Lesetext:
Frau Präsidentin! Kolleginnen und Kollegen! Stellen Sie sich doch einmal vor, Sie arbeiten zwölf Stunden am Stück. Und damit meine ich jetzt nicht irgendwelche Lobbydinner oder hier herumzubrüllen,
(Hans-Jürgen Goßner [AfD]: So wie Sie! – Zuruf des Abg. Johannes Winkel [CDU/CSU])
sondern zum Beispiel die Pflege von Menschen. Sie kommen nach Hause und sind zu müde, um Ihre eigenen Kinder ins Bett zu bringen. Sie haben zwei Schichten hintereinander gehabt, weil niemand übernommen hat. Das ist keine Ausnahme; das ist für viele Menschen Alltag in diesem Land.
Und was macht diese Regierung? Herr Spahn sagt, der Achtstundentag sei „aus der Zeit gefallen“. Das ist natürlich sehr bequem, wenn man noch nie am Band gestanden hat oder in der Pflege gearbeitet hat, noch nie auf einer Station war.

Erfasste Einträge:
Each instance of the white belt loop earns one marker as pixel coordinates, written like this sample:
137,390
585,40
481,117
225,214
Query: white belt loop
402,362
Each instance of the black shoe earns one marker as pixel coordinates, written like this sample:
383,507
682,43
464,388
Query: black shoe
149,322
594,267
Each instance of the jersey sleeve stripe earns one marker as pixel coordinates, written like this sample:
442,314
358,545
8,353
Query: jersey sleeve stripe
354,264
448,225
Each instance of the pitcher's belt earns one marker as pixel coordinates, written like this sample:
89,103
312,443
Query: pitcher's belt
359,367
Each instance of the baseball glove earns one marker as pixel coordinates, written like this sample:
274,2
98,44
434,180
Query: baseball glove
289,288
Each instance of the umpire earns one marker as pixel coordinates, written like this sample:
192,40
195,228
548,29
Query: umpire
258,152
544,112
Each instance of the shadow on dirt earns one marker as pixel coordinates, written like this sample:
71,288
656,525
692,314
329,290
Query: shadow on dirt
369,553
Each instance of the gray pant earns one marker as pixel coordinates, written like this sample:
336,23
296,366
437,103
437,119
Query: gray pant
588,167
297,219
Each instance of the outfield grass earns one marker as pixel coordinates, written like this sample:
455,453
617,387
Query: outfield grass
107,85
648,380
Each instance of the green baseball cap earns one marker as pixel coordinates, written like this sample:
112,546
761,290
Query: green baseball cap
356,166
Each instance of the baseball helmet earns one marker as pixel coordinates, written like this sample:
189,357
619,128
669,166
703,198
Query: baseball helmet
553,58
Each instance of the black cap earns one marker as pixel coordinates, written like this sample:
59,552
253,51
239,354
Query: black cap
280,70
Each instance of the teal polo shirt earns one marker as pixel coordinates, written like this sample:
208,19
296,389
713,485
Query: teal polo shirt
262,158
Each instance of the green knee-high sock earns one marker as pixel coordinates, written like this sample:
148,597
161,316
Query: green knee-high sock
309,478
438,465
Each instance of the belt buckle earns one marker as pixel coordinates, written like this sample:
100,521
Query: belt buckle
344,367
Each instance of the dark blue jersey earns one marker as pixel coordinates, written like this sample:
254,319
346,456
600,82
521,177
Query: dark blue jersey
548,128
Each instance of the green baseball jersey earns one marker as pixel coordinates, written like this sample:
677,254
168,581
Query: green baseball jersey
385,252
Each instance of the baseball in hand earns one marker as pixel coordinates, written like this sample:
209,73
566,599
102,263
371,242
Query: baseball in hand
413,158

Aufgabenstellung: Was sagt Herr Spahn laut dem Lesetext über den Achtstundentag?

Antwort zur Aufgabe: Er sagt, der Achtstundentag sei „aus der Zeit gefallen“.